--- REQUIRED WORK ---
Please report each line of the material below that contains the string "beige", copying every such line in full.

--- DATASET RECORDS ---
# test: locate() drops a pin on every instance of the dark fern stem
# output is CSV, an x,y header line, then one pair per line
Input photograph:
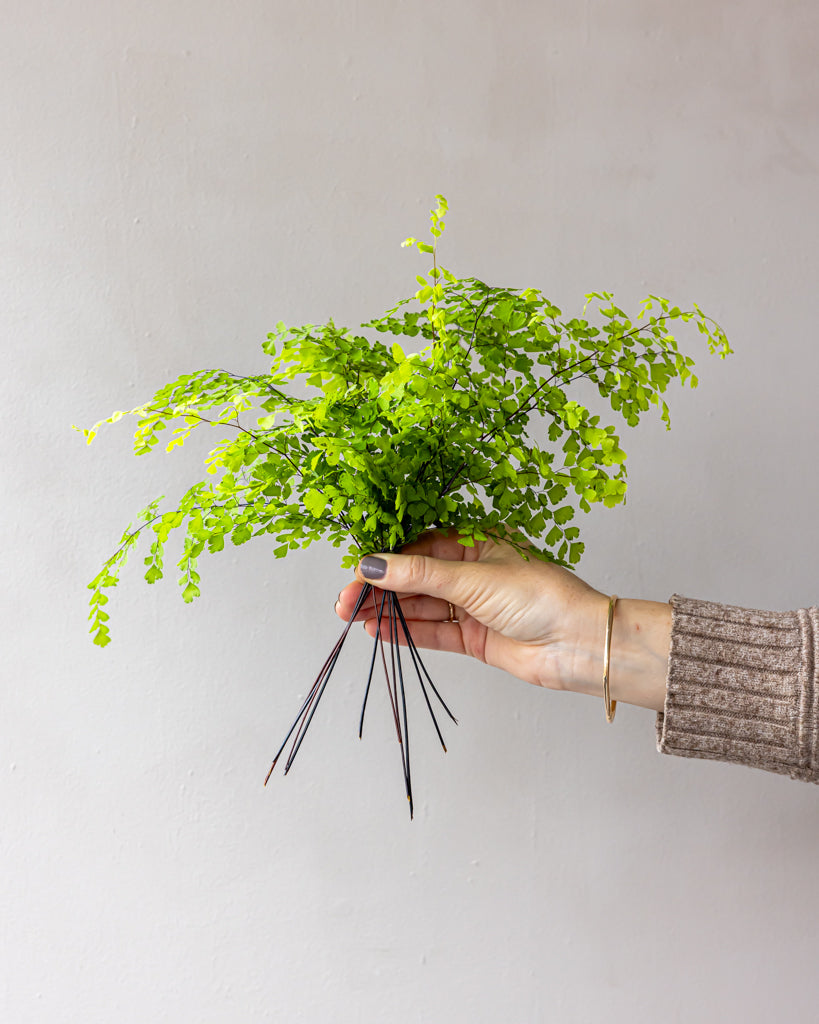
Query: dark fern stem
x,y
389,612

...

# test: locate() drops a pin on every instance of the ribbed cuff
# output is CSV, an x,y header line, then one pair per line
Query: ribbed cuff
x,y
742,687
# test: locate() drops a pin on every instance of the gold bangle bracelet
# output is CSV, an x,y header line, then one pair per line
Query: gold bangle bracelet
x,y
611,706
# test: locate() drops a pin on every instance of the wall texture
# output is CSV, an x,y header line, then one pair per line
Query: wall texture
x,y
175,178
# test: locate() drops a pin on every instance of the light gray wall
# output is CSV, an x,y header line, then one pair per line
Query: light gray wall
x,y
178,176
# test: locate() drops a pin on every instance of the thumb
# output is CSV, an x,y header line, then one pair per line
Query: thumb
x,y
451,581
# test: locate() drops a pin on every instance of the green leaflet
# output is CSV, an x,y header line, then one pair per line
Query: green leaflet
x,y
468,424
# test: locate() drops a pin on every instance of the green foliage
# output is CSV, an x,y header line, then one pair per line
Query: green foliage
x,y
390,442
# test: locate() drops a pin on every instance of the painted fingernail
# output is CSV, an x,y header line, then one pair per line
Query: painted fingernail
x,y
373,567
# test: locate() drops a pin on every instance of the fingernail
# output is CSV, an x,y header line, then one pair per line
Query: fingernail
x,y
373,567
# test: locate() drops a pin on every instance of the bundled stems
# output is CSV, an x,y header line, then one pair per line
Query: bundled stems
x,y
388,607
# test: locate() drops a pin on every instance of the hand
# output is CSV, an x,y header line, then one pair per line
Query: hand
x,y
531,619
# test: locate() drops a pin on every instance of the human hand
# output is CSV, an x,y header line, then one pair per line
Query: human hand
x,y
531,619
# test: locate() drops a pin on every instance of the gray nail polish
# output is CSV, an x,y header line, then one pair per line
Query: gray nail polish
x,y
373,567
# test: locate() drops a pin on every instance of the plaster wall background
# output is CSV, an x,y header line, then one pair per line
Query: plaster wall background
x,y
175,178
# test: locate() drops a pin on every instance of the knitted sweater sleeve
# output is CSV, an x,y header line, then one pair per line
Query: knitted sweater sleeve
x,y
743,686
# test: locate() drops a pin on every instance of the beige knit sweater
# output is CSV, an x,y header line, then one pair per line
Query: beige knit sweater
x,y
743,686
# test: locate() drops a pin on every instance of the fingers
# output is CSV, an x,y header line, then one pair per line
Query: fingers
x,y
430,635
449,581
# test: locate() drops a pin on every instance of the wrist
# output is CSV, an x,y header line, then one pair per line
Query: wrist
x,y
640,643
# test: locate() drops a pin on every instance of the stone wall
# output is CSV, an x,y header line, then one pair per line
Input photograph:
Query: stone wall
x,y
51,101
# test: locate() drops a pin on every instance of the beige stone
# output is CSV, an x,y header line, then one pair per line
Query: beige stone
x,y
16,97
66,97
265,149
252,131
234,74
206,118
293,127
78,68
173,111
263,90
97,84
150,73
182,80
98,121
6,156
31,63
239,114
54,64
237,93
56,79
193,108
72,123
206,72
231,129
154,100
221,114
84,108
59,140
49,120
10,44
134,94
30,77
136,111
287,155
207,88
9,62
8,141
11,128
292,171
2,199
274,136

--- FINAL ANSWER ---
# test: locate() drops a pin on every instance of the beige knit sweater
Query: beige knit sweater
# test: locate() drops a pin on every instance of the beige stone
Query: beige stone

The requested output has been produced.